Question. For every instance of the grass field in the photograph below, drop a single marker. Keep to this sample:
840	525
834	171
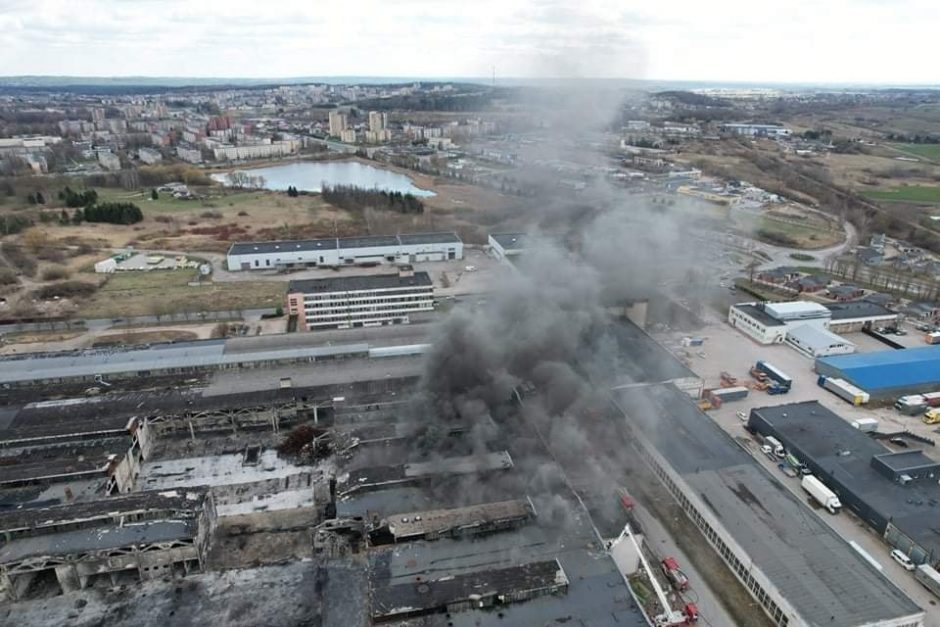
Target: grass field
814	234
931	152
909	193
153	293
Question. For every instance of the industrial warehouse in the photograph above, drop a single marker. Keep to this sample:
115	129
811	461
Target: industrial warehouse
348	251
769	323
896	493
356	301
796	567
887	374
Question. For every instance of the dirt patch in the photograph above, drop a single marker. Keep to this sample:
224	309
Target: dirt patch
161	293
144	337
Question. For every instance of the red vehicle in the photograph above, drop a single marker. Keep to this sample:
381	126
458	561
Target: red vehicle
675	576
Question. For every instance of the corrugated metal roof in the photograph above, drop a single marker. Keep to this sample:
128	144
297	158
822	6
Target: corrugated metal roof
888	369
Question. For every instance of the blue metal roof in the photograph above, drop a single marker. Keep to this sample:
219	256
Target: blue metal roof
890	368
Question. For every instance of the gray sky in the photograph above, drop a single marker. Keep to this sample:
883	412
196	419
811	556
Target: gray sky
875	41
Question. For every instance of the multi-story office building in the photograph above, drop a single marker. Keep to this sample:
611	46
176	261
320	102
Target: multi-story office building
358	301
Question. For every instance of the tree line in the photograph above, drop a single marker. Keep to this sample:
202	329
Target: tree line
352	197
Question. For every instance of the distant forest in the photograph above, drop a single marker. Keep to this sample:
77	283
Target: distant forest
350	197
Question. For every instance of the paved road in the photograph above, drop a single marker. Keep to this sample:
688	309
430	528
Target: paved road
712	612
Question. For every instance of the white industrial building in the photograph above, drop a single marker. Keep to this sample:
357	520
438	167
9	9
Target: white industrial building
348	251
814	341
858	315
768	323
505	245
360	301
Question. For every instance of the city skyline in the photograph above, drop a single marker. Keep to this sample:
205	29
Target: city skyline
726	41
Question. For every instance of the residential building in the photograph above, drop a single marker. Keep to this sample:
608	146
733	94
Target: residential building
378	121
358	301
338	121
149	155
190	155
109	161
755	130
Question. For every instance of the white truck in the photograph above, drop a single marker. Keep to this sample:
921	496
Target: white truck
868	425
821	494
773	445
928	577
845	390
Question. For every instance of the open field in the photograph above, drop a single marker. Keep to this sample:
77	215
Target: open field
925	194
160	293
810	232
930	152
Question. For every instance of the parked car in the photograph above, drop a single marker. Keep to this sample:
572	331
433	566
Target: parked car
901	558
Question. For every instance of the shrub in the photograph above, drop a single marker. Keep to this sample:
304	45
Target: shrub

* _YOUR TASK_:
Give the lines from the one containing "Question. For every instance of the paved" through the end of the entries again, exactly as written and with no other lines.

* _RESPONSE_:
Question. For every instance of the paved road in the photograph above, drop a single marker. Keep to this sample:
688	309
430	528
Target: paved road
712	612
Question. For every instance of the white industrial building in the photograph above, drop a single marker. Keep to this sample:
357	520
438	167
9	9
Target: white industrial building
348	251
814	341
858	315
768	323
505	245
360	301
Question. For every instance of the city skyline in the photograph above, drop a single marker. Keep to this sample:
205	29
Target: city skyline
726	41
Question. For every instance of the residential building in the photograph above, drop a single marker. Keep to this sample:
608	146
733	94
Target: residential building
378	121
358	301
338	121
149	155
190	155
109	161
755	130
Question. For every instance of the white truck in the photograph above, drop a single marker. Keep to this sample:
921	496
Target: white truck
868	425
821	494
773	445
928	577
845	390
Question. For every instance of the open field in the photograph above, drop a single marker. Keep to this sample:
77	215
Target: open field
925	194
160	293
810	232
930	152
Question. For every instance of the parked car in the photograph above, drop a single marker. Keep to this sample:
572	331
433	566
Target: parked car
901	558
Question. For every instance of the shrub in the photograph above, drop a single marker. Keep to this sample:
304	45
Target: shrub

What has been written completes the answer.